TEXT FOR ANALYSIS:

####

WASHINGTON — As the governor’s office and Republicans in the Legislature jockeyed unsuccessfully to resolve a budget battle before a government shutdown took effect last night, Minnesota’s Congressional delegation has had no choice but to watch helplessly.
Members of Congress have no influence in state budgetary negotiations, outside of voicing their support for one side or the other. That’s what Rep. Betty McCollum did last week when she included a note about the shutdown in an email newsletter to her constituents.
“I know that Governor Dayton has heard clearly from Minnesotans that a balanced mix of cuts and revenue increases is necessary to reach a budget solution,” she wrote. “Now it’s time for Republican leaders to join the Governor in the middle to reach a compromise for the good of all Minnesotans.”
A spokeswoman in McCollum’s office said the amount of constituent calls and letters on the shutdown issue has decreased since the message, though they have received messages of support for the governor’s agenda.
Rep. Chip Cravaack has held two town halls in his district this week (with a third tonight), but his office said he’s received few questions on the state budget. When the office does receive calls from constituents, staffers work to put them in touch with their state representatives, a spokesman said.

####

[Stored data]
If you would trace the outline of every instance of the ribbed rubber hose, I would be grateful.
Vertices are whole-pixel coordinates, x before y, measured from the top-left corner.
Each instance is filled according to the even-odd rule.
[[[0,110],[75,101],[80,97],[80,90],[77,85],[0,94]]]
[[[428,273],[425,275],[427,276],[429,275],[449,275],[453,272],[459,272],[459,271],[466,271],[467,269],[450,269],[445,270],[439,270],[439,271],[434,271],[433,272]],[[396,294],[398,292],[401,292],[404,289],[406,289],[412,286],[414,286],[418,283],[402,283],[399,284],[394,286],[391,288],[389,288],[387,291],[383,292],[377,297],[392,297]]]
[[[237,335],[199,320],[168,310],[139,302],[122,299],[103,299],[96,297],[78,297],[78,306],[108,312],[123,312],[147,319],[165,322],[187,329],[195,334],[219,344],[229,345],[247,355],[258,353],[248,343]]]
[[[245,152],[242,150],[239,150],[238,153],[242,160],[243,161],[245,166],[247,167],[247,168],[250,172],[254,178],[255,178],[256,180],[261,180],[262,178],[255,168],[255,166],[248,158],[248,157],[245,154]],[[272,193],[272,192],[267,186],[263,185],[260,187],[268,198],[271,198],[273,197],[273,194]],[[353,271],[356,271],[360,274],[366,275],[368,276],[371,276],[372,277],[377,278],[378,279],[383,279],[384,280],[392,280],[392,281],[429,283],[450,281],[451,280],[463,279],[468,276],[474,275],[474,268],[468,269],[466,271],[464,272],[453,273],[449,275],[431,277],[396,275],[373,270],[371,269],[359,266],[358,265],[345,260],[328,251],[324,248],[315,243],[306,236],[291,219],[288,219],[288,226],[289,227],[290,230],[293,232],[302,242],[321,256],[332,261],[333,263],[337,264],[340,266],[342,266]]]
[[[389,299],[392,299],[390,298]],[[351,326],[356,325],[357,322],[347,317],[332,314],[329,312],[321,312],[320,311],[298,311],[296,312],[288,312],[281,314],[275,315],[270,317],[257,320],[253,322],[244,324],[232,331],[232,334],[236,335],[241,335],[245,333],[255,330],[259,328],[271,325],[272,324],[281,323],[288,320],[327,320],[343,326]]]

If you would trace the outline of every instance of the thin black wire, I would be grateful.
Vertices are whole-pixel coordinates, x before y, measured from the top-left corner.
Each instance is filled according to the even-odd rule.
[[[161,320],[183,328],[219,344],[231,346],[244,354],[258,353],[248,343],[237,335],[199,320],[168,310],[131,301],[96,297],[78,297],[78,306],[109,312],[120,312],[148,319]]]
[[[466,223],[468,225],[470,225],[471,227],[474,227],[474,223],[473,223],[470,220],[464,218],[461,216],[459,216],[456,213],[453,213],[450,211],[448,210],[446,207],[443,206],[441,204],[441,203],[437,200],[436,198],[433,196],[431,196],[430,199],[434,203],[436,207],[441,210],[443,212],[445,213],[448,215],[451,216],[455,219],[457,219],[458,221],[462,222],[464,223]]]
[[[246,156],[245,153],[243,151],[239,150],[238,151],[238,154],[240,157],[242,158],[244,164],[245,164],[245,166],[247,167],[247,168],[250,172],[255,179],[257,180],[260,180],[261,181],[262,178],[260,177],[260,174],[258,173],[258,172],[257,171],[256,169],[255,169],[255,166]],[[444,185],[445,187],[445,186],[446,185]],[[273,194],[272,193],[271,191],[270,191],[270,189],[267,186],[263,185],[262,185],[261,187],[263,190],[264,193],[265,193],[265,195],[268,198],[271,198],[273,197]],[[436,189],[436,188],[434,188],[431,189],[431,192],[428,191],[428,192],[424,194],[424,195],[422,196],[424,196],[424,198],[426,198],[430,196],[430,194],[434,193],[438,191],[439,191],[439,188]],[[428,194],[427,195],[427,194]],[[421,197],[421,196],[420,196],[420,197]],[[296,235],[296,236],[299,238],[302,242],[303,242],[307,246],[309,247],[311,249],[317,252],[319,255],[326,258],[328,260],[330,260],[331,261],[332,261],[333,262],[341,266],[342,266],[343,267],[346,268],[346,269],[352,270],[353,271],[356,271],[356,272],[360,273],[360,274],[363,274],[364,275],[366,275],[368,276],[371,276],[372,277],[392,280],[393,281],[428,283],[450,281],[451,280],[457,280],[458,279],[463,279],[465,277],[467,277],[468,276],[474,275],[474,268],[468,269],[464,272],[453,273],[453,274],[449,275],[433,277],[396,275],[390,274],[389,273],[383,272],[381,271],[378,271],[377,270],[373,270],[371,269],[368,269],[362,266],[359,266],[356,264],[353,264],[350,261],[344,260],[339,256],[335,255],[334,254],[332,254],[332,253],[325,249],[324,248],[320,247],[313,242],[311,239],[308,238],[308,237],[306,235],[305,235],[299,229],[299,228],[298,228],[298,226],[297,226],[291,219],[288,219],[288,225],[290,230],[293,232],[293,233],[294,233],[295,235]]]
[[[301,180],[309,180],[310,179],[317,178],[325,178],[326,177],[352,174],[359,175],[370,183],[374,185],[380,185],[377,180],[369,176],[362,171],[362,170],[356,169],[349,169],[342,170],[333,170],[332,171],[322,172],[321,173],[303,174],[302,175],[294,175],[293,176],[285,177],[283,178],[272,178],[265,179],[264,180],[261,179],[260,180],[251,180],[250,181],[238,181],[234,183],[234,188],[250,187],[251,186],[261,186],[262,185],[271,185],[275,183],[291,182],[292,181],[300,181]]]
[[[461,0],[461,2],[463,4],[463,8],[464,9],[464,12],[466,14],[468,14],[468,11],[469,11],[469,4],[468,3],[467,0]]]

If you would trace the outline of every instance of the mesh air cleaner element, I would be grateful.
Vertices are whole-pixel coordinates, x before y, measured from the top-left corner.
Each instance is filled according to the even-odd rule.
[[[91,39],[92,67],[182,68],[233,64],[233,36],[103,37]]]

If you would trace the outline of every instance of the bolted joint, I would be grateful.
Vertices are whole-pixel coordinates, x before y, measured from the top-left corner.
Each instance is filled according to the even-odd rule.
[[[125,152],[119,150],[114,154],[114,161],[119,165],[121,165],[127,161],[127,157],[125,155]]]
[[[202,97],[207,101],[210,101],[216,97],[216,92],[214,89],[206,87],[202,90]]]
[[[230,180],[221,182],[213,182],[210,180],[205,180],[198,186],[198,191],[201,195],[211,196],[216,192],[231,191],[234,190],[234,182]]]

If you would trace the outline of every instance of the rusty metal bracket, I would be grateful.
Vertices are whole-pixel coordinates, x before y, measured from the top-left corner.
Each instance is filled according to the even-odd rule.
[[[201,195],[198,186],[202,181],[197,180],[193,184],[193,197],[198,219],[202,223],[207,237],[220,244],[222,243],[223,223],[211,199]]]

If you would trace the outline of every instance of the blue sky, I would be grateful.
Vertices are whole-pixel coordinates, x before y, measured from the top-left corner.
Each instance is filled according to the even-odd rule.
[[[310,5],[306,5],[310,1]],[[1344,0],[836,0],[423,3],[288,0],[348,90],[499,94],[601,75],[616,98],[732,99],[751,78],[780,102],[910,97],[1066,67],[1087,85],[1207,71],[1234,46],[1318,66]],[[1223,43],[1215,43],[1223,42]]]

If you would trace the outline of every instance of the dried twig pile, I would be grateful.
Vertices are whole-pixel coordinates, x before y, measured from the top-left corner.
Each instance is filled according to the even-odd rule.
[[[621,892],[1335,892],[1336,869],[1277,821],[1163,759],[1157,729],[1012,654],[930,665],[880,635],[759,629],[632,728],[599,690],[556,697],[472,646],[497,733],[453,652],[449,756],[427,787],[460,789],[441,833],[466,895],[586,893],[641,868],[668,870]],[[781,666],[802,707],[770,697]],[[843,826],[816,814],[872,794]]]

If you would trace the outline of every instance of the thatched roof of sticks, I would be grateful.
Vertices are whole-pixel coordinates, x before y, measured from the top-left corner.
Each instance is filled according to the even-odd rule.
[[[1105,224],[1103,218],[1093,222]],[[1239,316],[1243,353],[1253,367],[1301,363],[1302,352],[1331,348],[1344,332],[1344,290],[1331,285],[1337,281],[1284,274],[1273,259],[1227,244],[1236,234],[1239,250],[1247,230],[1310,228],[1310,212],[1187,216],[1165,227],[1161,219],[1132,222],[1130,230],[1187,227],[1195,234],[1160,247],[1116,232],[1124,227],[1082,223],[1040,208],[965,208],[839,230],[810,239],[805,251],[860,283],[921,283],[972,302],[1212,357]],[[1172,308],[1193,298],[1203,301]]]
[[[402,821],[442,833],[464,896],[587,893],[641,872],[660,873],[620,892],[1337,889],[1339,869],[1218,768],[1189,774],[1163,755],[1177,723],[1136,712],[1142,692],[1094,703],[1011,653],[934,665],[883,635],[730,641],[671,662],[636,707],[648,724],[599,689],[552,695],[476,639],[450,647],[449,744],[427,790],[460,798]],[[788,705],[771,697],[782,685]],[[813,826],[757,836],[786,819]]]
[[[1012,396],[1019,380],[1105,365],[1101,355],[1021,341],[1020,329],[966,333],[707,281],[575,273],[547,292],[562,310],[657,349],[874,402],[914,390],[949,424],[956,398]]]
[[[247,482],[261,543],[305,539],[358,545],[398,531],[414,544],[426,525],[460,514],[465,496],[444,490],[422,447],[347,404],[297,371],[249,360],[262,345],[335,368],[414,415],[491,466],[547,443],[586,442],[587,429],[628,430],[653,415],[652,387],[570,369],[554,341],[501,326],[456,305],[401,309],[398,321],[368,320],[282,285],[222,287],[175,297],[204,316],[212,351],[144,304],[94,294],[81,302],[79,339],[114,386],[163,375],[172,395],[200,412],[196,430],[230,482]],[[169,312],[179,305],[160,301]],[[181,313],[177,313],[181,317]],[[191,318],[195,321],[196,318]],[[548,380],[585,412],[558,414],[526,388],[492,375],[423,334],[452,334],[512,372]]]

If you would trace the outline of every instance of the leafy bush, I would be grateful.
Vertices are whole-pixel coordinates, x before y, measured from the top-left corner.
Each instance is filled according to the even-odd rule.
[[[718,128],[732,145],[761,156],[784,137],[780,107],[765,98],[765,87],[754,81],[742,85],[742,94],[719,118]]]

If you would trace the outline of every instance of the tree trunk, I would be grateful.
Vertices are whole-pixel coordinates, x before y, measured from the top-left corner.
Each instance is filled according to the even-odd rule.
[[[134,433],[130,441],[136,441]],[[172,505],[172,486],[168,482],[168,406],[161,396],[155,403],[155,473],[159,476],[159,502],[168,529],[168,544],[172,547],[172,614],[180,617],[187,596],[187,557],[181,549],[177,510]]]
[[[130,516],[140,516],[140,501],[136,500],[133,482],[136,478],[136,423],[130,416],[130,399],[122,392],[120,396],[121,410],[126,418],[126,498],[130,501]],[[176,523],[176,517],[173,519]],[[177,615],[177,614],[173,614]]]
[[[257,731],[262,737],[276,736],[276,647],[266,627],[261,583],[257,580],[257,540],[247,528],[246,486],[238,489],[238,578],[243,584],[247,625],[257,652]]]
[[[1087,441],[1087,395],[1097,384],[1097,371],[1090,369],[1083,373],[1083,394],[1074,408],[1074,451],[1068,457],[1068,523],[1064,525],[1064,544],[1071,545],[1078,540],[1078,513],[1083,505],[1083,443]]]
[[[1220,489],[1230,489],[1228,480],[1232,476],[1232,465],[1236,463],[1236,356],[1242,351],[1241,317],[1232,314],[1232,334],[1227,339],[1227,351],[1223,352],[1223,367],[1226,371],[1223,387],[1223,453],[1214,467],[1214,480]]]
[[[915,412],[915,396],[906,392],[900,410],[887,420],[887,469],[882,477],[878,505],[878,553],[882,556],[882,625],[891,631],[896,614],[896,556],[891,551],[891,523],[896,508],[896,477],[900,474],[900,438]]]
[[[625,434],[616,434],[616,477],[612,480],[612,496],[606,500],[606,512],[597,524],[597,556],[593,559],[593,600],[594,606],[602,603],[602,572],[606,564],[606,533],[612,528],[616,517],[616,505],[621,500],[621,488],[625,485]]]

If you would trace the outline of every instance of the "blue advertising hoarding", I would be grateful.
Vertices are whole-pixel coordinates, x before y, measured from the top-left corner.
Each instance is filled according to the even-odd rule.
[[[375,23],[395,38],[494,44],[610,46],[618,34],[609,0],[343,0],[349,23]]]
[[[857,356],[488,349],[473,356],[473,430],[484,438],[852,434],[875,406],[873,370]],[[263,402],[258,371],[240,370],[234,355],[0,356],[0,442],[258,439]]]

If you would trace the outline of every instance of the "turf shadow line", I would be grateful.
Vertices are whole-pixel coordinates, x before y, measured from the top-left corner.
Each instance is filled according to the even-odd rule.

####

ACTIONS TO TAKE:
A: Answer these questions using the article on Minnesota's Congressional delegation and the state government shutdown:
(i) Where did Rep. Betty McCollum put her note about the shutdown?
(ii) How many town halls has Rep. Chip Cravaack held in his district this week?
(iii) What do Cravaack's staffers do when constituents call the office?
B: Duplicate the passage of the shutdown article from "Members of Congress" to "to her constituents.".
C: Go on with the article about Minnesota's government shutdown and its Congressional delegation, picking up after its final sentence.

ANSWERS TO THE EXERCISE:
A:
(i) In an email newsletter to her constituents.
(ii) Two, with a third scheduled for tonight.
(iii) They work to put the callers in touch with their state representatives.

B:
Members of Congress have no influence in state budgetary negotiations, outside of voicing their support for one side or the other. That’s what Rep. Betty McCollum did last week when she included a note about the shutdown in an email newsletter to her constituents.

C:
Keith Ellison’s office has received calls on everything from concerns over state health benefits to questions about what the Congressman can do to influence budget negotiations. The office expects those calls to change as the shutdown draws on, as individuals begin looking to access federal assistance in lieu of state programs.
Rep. Michele Bachmann’s office is directing constituents with federal problems or casework concerns to their district offices in Woodbury and Waite Park. But beyond that, there isn’t much else she, or anyone else in Congress, can do to help fix the state’s budget problems.
Battles brewing nationally
The tenor between local and national politicians on their respective budgetary battles are strikingly similar, and the entrenchment between Minnesota Republicans and Democrats could be an indication of what we’ll see for this month’s debt limit debate in Washington.
Congressional Republicans and the Obama administration have spent months negotiating a debt reduction package to go along with an increase in the country’s $14.3 trillion debt limit, with a deadline of Aug. 2. Republicans, like on the state level, have vowed not to raise taxes and are seeking cuts greater than the increase in the debt, which could top $2 trillion. Democrats have said such cuts are too dramatic and would damage important government services; many are seeking top-tier tax increases as part of a final debt increase deal.
Last week, the top Republican involved with negotiations, House Majority Leader Eric Cantor, withdrew from talks with Vice President Joe Biden, saying they’d reached an impasse that could only be solved by President Barack Obama and Speaker John Boehner.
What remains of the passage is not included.